◆ WHAT TO DO:
(1) Reproduce verbatim every one of the records that follow the article on Good American, and omit the pictures.
(2) Resume the article on Good American, picking up after its final sentence.

## BEGIN DOCUMENT EXTRACT

Khloé Kardashian: Makeup, Ash K Holm; Hair, Irinel De León; Stylist, Dani Michelle: Seamstress, Mia Paranto; Manicurist, Zola Ganzorigt: Pedicurist, Millie Machado. Emma Grede: Makeup, Christina Cassell; Hair, Vernon François; Stylist, Simon Robins.
Image Credit: Greg Swales
The model wears a faded denim jumpsuit that hugs her curves like slalom skis. She’s tugging at the zipper that goes up the front. And the photo of her appears on the Instagram page for fashion brand Good American, where it garnered more than 3,000 likes and comments along the lines of “OMG,” “NEED,” and “OBSESSED.”
But amidst the emoji flames and heart-eyed smiley faces, a user who goes by the handle @jazziolebabe writes: “Prices r too high.” That’s sure to have a familiar ring to anyone with a company that sells things. “Customer obsession” is hot lingo these days, especially in retail. Everyone is scrambling to know what their shoppers want and need — and comments on social media are an obvious destination, because even negative feedback can be incredibly valuable. But finding useful insights often means dredging through the sewer of knives-out viciousness and abusive one-upmanship. And what do you do with something like “Prices r too high”? OK, sure — but last time you checked, you were in business to make a profit.
Making use of social media comments and other customer feedback is always tricky, whether you’re an everyday entrepreneur or someone like Khloé Kardashian, who has more than 300 million followers on Instagram alone. She also happens to be the cofounder of Good American along with Emma Grede, a fashion-industry veteran who’s becoming increasingly famous herself for her Shark Tank “guest shark” appearances. “You have to get a good sense of when people are just talking to talk,” Kardashian says, “and when to go, ‘You know what? I’ve read this enough, and where there’s smoke, there’s fire. Let’s pay attention to this.'”
More than anything else, learning to pay attention is what’s helped Grede and Kardashian build their size-inclusive brand Good American into a serious force in fashion, employing over 100 people and doing more than $200 million in sales last year.
A few years ago, when they saw a number of comments piling up about prices, they took note. While they’d always meant for their clothes to be accessible, Good American is not a low-end brand; jeans go for around $99 to $199. That’s because the production costs to make well-fitting apparel from sizes 00 to 32 Plus are hefty. Lowering the price by decreasing quality was not an option. So they focused hard on their customers, both on social media and off, and tried to look at shopping through their eyes, asking: What are we spending so much money on?
That’s when they saw the problem: A woman’s weight fluctuates. “It’s true regardless of where they are on the size scale,” says Grede. “I mean, I’ll be up or down six pounds depending on the time of the month — “
“Depending on the day,” Kardashian quips.
The point, says Grede, is that “these women have two or three different sets of jeans in that closet.”
What if they could solve this? The question led to an idea: They’d innovate a fabric that stretches four sizes, as magically as the fictional jeans in the 2005 movie Sisterhood of the Traveling Pants. Instead of lowering their cost, they’d increase their product’s value — saving their customers from having to buy multiple sizes. It was frustratingly slow and expensive to pull off, but in the end, definitely worth it: Their “Always Fits” jeans, launched in 2020, have become one of Good American’s best-selling denim products.

## END DOCUMENT EXTRACT
## BEGIN GIVEN DATA

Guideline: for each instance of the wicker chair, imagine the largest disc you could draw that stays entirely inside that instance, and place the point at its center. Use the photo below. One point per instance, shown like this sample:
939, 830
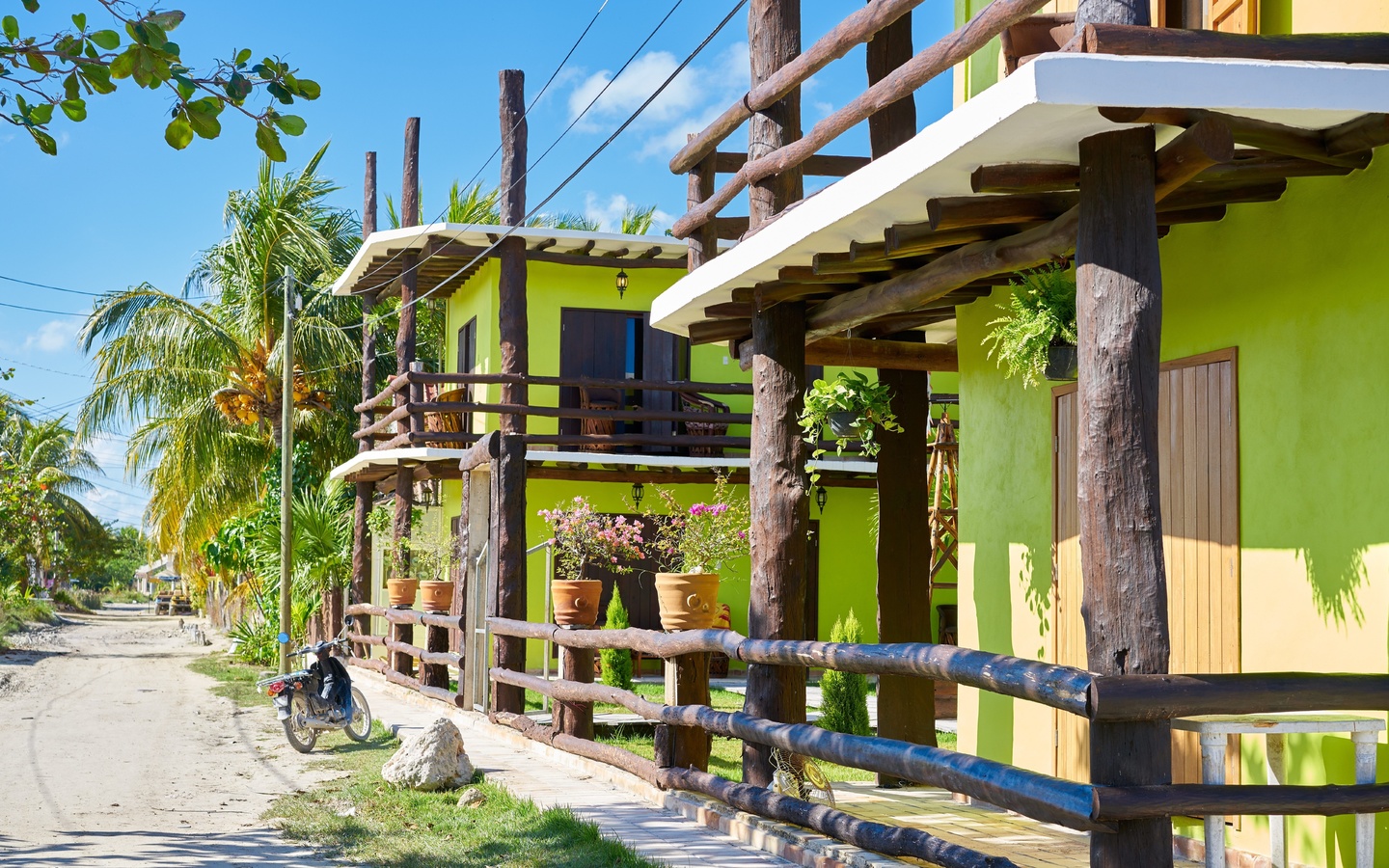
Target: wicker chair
599, 399
692, 401
445, 422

## END GIVEN DATA

◆ ANSWERS PROVIDED:
(1)
Guideline: for each instance of the wicker chair, imagine the largest disc you could draw that stays entirely inside that instance, and place the point at its center. Use the photo below. One point per instance, shown like this sample:
939, 830
Target: wicker chair
599, 399
692, 401
445, 422

(2)
For Grede, it was proof of a process that now underlies the brand’s success: You listen, identify pain points, and then invest in creating features that aren’t being duplicated elsewhere. “It puts a moat around our company, right?” she says.
It’s a moat built on voices.
You probably know who Khloé Kardashian is — but just in case you missed all 20 seasons of Keeping Up With the Kardashians, the various spinoffs, and the current show, The Kardashians, then here’s the quick of it: Khloé is the youngest of the three original Kardashian sisters. She is “the funny one,” down-to-earth and good-natured, and always trying to make peace.
Grede, on the other hand, did not come from celebrity royalty. She grew up in East London, a scrappy Black girl raised by a single mom, in a family of women who embraced their curves. She was barely 26 when, in 2008, she started a brand marketing company called ITB Worldwide that was eventually acquired by Rogers & Cowan (she won’t say for how much). By then, she’d already embarked on her next act.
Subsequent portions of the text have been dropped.